Selected text:
It was the world’s first emergency telephone service. But while technology has moved on since the U.K. launched 999 emergency calls in 1937 – and saw the world follow its lead – the service hasn’t evolved quite so quickly. Now a technology startup already providing assistance with 400,000 emergencies a day in North America wants to put that right.
RapidSOS takes the view that the more information the emergency services have when someone makes a call, the better their response – and the eventual outcome – is going to be. But 999 calls are voice only and operators are largely dependent on the ability of the person making the call to communicate, sometimes in very difficult circumstances.
“If you suffer an emergency, you have to find your phone, place the call, explain your emergency and tell the operator where you are; none of that is necessarily easy,” says Jessica Reed, head of strategy and global partnerships at RapidSOS. “There is all sorts of data that would give responders an opportunity to look after you much more effectively.”

Record extracts:
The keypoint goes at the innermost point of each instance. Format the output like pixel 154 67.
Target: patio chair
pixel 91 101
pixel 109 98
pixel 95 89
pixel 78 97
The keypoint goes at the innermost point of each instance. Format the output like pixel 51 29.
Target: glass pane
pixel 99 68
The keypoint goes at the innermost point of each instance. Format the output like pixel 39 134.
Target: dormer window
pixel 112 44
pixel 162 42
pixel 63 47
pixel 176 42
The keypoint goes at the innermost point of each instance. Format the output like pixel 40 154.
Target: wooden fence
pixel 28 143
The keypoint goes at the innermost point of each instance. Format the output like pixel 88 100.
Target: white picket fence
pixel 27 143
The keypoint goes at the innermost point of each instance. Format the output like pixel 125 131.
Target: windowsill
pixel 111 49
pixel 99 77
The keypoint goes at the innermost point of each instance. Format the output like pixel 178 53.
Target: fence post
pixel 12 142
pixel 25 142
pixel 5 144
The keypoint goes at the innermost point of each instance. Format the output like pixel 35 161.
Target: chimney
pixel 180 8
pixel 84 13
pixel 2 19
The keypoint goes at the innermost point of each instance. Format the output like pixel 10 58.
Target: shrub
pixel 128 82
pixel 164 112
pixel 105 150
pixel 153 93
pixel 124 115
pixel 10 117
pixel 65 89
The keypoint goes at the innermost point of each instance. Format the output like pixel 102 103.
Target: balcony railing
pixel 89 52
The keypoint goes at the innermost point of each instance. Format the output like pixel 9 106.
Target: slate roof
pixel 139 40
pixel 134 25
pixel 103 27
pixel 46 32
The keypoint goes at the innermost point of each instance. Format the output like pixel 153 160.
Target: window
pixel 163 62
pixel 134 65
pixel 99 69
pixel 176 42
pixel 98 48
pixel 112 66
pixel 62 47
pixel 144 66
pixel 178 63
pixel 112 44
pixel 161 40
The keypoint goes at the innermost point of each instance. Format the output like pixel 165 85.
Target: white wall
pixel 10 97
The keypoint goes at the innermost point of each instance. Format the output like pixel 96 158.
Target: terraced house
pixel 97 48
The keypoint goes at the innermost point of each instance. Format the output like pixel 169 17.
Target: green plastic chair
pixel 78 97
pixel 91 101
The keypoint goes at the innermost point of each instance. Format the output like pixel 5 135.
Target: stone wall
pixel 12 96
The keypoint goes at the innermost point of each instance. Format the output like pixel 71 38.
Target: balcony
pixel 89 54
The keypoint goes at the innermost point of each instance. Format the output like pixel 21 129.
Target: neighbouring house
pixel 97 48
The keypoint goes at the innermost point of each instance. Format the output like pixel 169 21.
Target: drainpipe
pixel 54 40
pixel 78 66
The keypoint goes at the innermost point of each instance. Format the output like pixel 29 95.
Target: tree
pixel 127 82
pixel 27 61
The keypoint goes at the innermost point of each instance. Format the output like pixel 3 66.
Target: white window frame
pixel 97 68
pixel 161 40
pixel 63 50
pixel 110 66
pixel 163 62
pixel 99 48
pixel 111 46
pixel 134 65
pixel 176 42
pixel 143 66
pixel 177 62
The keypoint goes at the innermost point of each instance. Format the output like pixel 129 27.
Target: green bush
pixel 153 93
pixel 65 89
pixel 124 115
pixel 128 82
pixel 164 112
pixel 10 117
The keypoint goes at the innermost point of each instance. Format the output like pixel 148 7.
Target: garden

What the exercise asks:
Answer these from the emergency-call text:
1. In what year did the U.K. launch 999 emergency calls?
2. How many emergencies a day does RapidSOS already assist with in North America?
3. What position does Jessica Reed hold at RapidSOS?

Response to this exercise:
1. 1937
2. 400,000
3. Head of strategy and global partnerships